TASK PROMPT: Return every line from the items below that contains the string "cholla", copying each one unchanged.

===== THE DATA =====

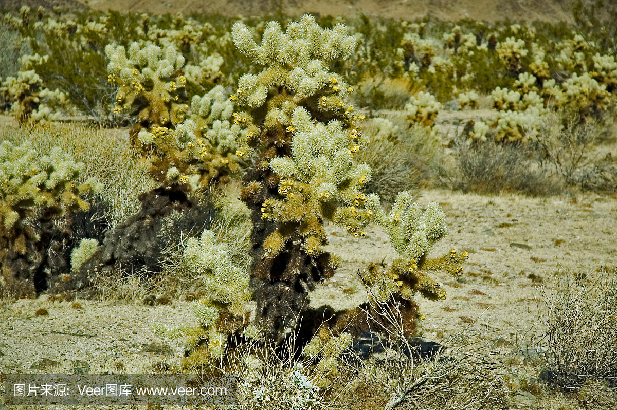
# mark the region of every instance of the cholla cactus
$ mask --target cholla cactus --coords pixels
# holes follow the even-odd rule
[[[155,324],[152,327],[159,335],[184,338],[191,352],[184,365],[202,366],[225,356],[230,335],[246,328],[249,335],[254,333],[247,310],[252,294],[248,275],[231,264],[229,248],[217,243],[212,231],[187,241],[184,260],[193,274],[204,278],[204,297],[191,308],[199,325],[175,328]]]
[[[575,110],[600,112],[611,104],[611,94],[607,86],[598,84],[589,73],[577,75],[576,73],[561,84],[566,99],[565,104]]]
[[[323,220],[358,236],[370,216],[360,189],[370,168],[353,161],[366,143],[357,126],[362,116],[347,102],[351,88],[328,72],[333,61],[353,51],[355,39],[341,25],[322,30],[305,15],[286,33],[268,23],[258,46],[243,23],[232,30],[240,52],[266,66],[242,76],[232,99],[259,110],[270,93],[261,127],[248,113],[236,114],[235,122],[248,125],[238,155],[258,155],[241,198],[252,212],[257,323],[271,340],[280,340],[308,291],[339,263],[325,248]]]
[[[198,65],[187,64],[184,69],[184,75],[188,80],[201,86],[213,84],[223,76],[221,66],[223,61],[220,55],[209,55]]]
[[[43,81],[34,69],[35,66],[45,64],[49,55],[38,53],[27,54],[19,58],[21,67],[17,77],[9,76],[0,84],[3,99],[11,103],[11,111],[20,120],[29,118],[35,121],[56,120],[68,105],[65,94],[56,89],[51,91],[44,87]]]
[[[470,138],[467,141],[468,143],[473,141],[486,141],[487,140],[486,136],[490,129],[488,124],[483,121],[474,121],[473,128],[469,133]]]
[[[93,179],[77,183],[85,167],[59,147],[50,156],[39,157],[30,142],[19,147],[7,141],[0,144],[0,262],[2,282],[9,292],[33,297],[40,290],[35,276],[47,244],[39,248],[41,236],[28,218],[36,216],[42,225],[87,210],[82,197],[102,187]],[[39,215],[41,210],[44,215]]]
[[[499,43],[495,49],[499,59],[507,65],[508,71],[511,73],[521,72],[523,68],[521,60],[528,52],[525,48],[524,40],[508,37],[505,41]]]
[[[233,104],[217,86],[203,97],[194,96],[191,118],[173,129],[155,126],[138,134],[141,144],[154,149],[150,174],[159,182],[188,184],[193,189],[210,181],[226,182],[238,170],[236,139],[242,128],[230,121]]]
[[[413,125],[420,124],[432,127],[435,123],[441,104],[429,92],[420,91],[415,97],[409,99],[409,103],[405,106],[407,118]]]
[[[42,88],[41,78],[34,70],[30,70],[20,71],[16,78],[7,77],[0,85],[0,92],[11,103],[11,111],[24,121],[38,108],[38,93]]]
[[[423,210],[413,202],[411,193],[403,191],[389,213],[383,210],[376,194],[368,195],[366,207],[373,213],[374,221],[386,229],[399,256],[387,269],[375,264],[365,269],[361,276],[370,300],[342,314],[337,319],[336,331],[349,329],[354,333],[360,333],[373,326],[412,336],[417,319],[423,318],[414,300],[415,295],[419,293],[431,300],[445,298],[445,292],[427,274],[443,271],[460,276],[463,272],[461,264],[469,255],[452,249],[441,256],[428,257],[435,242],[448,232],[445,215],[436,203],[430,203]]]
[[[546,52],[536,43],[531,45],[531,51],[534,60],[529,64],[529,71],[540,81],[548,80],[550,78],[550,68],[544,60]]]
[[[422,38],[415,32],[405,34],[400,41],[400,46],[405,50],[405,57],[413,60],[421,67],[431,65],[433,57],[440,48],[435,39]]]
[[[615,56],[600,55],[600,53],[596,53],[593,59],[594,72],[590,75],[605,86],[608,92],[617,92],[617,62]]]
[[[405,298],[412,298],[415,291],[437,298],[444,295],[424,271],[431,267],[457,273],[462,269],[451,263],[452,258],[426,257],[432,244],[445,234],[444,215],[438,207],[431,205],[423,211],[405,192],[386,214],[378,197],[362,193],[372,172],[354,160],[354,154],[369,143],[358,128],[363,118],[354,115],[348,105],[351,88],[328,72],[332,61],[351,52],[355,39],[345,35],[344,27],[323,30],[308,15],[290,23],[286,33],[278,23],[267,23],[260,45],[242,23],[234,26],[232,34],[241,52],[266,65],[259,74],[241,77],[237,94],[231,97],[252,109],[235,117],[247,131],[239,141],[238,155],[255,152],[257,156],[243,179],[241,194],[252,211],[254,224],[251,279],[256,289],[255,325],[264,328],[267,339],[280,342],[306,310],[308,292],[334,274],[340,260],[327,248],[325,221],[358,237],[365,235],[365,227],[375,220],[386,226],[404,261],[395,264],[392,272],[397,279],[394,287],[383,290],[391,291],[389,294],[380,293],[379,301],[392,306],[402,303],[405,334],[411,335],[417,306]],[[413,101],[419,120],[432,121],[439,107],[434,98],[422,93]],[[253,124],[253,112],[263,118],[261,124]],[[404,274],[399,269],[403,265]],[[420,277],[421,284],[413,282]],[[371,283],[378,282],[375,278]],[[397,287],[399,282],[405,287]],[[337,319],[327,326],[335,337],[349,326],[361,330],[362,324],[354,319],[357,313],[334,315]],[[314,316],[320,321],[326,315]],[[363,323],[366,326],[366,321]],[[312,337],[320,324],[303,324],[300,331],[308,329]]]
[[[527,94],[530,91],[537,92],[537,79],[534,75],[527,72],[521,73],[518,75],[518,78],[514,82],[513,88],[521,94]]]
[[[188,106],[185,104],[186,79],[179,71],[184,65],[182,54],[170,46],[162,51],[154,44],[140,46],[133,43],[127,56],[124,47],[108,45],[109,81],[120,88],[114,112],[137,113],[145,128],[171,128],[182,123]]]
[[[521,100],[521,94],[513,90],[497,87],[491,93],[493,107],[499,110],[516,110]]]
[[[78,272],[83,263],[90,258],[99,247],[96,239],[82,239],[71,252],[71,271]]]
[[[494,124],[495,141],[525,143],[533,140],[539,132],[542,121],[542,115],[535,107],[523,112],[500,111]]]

=====
===== THE DATA =====

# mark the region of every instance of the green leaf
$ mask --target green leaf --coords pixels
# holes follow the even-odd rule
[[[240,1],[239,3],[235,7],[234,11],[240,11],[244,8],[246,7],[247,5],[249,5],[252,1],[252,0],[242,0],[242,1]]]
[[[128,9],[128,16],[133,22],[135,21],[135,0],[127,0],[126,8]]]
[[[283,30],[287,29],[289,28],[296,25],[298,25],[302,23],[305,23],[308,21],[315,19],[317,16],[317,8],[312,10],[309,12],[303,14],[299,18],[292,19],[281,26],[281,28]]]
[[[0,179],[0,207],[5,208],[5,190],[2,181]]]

=====
===== THE DATA =====

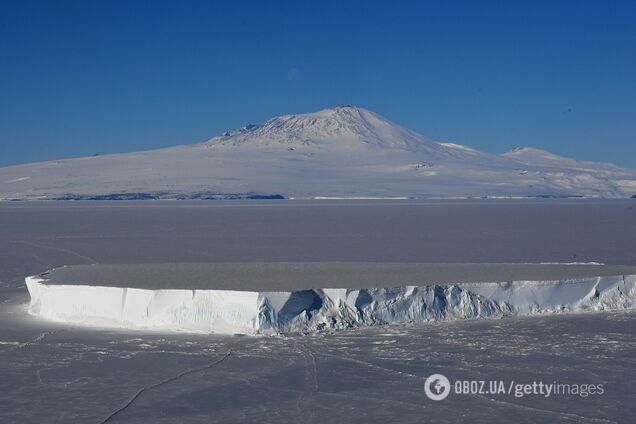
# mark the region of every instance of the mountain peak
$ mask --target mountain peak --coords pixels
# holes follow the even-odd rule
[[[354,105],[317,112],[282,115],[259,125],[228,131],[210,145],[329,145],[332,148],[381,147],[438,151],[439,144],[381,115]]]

=====

EXERCISE RESPONSE:
# mark the region of every instance of the cholla cactus
$ mask --target cholla cactus --coords pixels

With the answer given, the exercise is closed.